→ **Data records**

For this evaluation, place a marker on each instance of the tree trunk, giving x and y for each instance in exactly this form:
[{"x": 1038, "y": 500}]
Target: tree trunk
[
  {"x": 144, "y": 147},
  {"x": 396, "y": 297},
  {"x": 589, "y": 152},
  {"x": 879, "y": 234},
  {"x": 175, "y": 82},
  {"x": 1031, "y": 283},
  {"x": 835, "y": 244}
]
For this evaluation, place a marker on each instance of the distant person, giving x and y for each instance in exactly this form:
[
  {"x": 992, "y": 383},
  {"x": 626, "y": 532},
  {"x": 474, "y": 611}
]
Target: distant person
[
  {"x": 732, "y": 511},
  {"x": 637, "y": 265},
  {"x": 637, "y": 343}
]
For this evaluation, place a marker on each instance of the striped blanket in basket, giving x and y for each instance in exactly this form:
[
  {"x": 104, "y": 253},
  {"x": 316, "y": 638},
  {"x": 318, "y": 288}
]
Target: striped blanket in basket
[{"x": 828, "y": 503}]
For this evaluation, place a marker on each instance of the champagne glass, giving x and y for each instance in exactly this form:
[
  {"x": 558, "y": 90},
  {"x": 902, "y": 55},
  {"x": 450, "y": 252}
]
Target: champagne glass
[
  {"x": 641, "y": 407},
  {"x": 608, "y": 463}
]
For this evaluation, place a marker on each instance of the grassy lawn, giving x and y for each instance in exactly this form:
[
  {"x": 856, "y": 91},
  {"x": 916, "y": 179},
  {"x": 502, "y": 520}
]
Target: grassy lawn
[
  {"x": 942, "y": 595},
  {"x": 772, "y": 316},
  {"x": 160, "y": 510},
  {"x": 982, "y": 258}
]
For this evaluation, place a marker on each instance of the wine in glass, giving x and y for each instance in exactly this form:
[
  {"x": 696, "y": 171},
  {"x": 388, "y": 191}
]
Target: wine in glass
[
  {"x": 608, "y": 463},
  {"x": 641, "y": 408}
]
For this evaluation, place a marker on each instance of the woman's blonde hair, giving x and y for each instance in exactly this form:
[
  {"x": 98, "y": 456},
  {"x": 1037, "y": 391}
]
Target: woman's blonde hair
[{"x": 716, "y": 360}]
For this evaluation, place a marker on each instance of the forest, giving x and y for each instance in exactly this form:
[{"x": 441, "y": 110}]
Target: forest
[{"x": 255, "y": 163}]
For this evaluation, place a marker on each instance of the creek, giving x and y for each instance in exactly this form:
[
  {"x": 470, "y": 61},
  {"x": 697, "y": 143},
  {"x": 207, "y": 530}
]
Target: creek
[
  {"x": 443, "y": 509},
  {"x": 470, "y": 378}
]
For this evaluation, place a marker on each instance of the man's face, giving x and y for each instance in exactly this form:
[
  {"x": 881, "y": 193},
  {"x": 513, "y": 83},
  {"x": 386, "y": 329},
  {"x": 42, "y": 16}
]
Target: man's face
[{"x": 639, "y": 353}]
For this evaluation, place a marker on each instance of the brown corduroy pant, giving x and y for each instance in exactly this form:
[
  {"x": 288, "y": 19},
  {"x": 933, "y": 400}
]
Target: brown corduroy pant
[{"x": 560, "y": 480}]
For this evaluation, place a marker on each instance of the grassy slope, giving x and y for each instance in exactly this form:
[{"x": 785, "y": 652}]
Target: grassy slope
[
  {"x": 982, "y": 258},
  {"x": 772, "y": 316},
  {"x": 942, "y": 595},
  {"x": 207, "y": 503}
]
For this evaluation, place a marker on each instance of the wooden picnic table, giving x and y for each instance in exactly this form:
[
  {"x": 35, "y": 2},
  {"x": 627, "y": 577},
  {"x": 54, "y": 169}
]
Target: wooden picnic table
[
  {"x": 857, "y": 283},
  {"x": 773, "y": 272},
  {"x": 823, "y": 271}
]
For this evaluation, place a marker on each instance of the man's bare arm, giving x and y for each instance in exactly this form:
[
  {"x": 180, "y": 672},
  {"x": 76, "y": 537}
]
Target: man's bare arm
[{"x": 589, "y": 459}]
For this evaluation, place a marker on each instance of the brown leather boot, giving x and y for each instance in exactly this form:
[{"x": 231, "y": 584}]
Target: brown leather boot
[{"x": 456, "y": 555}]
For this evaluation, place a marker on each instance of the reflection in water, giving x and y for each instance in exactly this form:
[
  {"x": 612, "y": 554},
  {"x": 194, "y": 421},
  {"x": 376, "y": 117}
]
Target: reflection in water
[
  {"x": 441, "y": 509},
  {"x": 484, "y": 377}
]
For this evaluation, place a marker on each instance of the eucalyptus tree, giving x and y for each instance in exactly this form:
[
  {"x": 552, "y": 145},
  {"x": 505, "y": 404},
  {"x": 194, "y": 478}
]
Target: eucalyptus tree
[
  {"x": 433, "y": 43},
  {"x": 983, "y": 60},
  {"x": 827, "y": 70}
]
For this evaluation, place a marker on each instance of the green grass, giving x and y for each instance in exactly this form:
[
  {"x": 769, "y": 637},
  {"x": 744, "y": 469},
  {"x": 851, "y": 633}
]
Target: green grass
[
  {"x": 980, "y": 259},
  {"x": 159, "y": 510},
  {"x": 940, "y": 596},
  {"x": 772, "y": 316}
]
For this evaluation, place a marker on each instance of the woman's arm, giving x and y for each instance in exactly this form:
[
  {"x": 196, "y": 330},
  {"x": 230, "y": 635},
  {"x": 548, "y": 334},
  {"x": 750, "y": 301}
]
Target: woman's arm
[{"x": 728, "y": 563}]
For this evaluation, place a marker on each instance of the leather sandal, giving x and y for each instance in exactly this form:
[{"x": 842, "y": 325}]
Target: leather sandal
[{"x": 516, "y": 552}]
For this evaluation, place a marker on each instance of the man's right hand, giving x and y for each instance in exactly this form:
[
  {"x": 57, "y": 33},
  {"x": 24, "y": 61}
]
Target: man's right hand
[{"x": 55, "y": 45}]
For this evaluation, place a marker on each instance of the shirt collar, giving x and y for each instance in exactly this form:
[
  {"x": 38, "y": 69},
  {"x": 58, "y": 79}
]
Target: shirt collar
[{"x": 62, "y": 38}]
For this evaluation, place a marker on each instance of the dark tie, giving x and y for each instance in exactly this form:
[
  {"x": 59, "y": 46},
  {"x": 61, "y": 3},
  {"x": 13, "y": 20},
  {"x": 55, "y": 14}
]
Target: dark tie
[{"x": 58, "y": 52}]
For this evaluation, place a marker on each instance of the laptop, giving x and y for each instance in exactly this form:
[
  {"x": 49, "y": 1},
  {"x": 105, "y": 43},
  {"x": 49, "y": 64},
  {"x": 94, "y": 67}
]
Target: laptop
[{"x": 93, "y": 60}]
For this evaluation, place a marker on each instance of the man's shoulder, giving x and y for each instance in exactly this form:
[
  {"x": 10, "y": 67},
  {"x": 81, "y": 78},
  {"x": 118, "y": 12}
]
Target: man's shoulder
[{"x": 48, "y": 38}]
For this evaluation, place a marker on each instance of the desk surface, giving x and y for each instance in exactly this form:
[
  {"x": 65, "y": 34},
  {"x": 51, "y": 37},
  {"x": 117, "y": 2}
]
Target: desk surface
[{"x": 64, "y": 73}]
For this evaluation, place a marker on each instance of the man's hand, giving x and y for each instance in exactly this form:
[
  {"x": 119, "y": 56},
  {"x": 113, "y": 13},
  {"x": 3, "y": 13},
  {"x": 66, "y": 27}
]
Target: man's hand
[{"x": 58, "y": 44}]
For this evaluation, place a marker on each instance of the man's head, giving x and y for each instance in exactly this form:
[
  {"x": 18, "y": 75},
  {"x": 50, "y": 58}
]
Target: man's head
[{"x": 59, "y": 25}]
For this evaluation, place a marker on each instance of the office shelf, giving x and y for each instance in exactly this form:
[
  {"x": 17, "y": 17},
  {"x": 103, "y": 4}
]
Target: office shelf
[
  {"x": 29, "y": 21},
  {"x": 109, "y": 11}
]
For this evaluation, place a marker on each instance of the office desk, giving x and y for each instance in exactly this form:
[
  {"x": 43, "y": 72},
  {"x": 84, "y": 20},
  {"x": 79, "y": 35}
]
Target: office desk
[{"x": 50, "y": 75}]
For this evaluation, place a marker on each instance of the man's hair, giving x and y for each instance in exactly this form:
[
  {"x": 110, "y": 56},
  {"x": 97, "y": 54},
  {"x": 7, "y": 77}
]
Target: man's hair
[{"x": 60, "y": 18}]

→ **Work to complete**
Update the listing from the line containing "of the dark" through the end, swapping "marker" for "dot" and leaving everything else unchanged.

→ **Completed exercise**
For this evaluation, place a dot on each instance of the dark tie, giving x and y for each instance in exactly this form:
[
  {"x": 59, "y": 46},
  {"x": 61, "y": 3},
  {"x": 13, "y": 20},
  {"x": 55, "y": 14}
]
Target: dark tie
[{"x": 58, "y": 52}]
For this evaluation, place a dot on each instance of the laptop, giving x and y for each instance in exactly this form:
[
  {"x": 49, "y": 1},
  {"x": 105, "y": 43},
  {"x": 49, "y": 64},
  {"x": 94, "y": 67}
]
Target: laptop
[{"x": 93, "y": 60}]
For this evaluation, place a dot on each instance of the man's shoulder, giving x and y for each instance in exactly this form:
[
  {"x": 10, "y": 67},
  {"x": 81, "y": 78},
  {"x": 118, "y": 12}
]
Target: man's shoulder
[{"x": 48, "y": 38}]
For this evaluation, place a dot on each instance of the desk surface, giving x and y for each instance in exactly this form:
[
  {"x": 65, "y": 34},
  {"x": 51, "y": 37},
  {"x": 117, "y": 2}
]
Target: desk surface
[{"x": 64, "y": 73}]
For this evaluation, place a dot on each instance of the man's hand, giving x and y for each instance in exactly this form:
[
  {"x": 119, "y": 56},
  {"x": 113, "y": 13},
  {"x": 3, "y": 13},
  {"x": 66, "y": 27}
]
Target: man's hand
[{"x": 58, "y": 44}]
For this evaluation, place a dot on each instance of the man's head, giving x and y for each instance in exactly this form:
[
  {"x": 18, "y": 75},
  {"x": 50, "y": 58}
]
Target: man's head
[{"x": 59, "y": 25}]
For this evaluation, place a dot on each instance of the office shelf, giving x and y for each instance in exactly this form:
[
  {"x": 17, "y": 17},
  {"x": 103, "y": 4}
]
Target: office shelf
[
  {"x": 29, "y": 21},
  {"x": 109, "y": 11}
]
For this evaluation, place a dot on each instance of the office desk, giving x and y for each instance in exactly this form:
[
  {"x": 43, "y": 72},
  {"x": 84, "y": 20},
  {"x": 79, "y": 35}
]
Target: office desk
[{"x": 50, "y": 75}]
For this evaluation, place a dot on each instance of the man's hair, giving x and y for each instance in exactly this form:
[
  {"x": 110, "y": 56},
  {"x": 97, "y": 54},
  {"x": 7, "y": 77}
]
Target: man's hair
[{"x": 60, "y": 18}]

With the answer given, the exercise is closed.